▶ **STORED DATA**

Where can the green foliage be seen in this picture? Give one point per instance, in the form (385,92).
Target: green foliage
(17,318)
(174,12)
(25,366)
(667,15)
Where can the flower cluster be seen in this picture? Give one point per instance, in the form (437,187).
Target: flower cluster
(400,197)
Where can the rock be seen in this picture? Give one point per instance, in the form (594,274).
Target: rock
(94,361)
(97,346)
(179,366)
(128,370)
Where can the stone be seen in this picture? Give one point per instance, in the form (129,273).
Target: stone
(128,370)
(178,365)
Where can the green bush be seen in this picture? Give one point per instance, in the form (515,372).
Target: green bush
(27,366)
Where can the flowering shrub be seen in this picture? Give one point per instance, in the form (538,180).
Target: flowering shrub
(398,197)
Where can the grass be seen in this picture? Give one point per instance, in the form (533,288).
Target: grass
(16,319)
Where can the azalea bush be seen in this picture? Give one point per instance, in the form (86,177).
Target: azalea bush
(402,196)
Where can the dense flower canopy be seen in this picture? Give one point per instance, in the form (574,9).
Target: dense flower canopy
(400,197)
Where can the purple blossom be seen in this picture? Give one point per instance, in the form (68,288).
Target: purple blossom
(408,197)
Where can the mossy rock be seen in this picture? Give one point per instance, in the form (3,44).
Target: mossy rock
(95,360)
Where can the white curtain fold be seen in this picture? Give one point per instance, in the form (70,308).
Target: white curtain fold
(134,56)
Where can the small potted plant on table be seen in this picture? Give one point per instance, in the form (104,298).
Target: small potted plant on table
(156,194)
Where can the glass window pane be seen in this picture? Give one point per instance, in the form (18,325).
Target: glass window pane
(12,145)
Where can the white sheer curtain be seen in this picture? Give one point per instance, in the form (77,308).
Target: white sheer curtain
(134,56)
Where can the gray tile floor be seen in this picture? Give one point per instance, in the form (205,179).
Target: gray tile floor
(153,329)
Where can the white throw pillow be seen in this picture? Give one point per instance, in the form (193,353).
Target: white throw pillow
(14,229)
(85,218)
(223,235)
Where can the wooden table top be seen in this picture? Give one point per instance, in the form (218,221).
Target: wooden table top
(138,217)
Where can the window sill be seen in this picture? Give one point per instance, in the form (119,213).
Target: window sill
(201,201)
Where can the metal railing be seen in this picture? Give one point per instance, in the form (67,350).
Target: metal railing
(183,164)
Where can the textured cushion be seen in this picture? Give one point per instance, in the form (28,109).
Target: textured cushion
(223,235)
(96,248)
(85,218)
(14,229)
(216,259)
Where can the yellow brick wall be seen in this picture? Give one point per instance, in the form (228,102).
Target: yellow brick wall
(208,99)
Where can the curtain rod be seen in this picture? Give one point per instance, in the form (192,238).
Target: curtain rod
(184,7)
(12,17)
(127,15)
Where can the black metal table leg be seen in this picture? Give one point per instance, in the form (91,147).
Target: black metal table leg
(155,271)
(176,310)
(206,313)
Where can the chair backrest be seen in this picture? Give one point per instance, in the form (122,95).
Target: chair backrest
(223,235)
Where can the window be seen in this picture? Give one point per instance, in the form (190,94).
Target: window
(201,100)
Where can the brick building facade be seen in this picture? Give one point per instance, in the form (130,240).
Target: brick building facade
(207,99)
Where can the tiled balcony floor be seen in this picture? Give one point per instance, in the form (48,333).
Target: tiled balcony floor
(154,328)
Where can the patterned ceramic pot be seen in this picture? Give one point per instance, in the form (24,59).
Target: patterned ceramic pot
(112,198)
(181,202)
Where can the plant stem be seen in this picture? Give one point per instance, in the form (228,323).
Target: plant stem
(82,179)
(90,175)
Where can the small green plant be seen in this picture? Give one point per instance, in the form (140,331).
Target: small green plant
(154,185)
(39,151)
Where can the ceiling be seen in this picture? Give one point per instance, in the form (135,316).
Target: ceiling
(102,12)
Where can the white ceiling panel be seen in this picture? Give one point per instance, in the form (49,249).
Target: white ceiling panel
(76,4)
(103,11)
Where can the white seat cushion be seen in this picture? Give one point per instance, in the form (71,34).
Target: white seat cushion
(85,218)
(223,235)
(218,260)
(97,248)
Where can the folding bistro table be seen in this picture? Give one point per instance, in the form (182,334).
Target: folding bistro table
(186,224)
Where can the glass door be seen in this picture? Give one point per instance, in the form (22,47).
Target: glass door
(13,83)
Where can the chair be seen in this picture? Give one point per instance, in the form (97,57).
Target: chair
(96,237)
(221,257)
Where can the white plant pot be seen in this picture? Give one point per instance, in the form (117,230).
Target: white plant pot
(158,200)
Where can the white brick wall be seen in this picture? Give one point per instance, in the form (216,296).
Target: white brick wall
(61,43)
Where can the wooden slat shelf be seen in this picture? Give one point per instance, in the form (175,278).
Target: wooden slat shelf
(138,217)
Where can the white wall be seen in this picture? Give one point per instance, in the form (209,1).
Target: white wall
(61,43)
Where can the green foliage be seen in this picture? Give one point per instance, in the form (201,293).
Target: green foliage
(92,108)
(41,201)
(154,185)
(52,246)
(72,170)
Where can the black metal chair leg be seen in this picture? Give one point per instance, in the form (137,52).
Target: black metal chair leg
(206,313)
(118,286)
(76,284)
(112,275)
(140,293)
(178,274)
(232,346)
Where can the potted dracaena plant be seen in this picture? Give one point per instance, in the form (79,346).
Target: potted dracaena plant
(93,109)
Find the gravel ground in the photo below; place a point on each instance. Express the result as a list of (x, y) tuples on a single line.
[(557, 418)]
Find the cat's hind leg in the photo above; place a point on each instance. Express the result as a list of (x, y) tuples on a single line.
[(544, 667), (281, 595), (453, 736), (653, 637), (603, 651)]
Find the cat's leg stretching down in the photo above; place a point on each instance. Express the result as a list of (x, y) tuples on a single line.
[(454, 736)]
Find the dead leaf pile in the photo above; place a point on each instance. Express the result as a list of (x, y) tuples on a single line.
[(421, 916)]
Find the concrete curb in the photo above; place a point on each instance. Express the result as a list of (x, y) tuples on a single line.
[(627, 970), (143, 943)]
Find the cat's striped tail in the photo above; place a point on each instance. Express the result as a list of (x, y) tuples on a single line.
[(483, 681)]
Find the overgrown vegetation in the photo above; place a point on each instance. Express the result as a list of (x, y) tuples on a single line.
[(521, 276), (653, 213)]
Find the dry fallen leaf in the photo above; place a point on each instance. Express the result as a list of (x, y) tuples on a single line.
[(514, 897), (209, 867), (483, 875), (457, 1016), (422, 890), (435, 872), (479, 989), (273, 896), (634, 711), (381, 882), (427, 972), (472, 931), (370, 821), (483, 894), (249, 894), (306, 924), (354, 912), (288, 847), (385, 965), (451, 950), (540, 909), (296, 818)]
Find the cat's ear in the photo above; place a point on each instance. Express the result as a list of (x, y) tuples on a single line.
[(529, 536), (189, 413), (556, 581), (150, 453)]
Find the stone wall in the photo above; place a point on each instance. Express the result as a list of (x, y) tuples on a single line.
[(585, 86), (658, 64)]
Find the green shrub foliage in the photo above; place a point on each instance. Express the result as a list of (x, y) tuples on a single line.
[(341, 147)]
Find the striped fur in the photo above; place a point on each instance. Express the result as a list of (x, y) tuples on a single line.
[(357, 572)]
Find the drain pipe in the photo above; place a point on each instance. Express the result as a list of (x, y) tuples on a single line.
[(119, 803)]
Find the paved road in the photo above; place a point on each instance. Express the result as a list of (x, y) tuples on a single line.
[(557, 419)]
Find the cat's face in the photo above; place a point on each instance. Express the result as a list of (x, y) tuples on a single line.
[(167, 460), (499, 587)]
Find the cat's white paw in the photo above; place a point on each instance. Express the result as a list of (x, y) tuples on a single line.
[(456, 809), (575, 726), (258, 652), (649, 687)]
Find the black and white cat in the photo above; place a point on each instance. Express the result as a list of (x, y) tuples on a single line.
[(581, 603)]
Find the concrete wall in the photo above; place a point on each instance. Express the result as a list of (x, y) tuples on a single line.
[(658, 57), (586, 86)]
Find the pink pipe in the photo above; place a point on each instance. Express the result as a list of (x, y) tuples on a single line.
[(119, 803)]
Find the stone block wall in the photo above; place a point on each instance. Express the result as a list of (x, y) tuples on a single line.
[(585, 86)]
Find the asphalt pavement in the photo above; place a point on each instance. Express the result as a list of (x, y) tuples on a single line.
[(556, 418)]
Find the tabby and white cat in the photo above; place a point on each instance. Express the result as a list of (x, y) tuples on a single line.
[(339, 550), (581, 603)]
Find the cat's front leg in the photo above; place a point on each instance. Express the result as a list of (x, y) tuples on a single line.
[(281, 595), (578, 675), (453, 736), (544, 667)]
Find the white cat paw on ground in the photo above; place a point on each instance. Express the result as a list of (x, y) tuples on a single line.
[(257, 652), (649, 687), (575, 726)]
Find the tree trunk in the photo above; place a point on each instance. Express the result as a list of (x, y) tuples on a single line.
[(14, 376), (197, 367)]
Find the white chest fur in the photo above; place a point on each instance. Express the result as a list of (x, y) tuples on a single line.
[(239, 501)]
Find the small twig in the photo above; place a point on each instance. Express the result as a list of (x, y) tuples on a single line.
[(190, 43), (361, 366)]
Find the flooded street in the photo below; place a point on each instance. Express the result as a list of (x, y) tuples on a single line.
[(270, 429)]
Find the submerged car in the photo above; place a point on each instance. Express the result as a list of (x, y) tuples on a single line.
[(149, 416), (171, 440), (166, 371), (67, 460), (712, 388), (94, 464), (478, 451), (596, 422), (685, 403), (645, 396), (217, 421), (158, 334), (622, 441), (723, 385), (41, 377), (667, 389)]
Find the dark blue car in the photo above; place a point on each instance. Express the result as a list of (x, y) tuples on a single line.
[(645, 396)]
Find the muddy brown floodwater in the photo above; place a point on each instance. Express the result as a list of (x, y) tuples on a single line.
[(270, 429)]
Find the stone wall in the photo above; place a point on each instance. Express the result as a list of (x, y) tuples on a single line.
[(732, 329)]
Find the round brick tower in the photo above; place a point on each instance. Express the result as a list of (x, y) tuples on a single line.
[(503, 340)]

▶ **ABOUT THIS TASK**
Go through the material above and output exactly the lines from the one containing "Target: flower cluster" through the one containing "Where can the flowering".

▶ **WORKED SOLUTION**
Target: flower cluster
(400,197)
Where can the rock be seen in this picture? Give one point per instance, in the form (594,274).
Target: rock
(94,361)
(97,346)
(179,366)
(128,370)
Where can the stone be seen in this picture? Give one point per instance, in the form (129,273).
Target: stone
(128,370)
(178,365)
Where can the green bush be seen in this picture? Give one point per instance, in the form (515,372).
Target: green bush
(27,366)
Where can the flowering shrub be seen in this picture? Give one point per instance, in the form (538,180).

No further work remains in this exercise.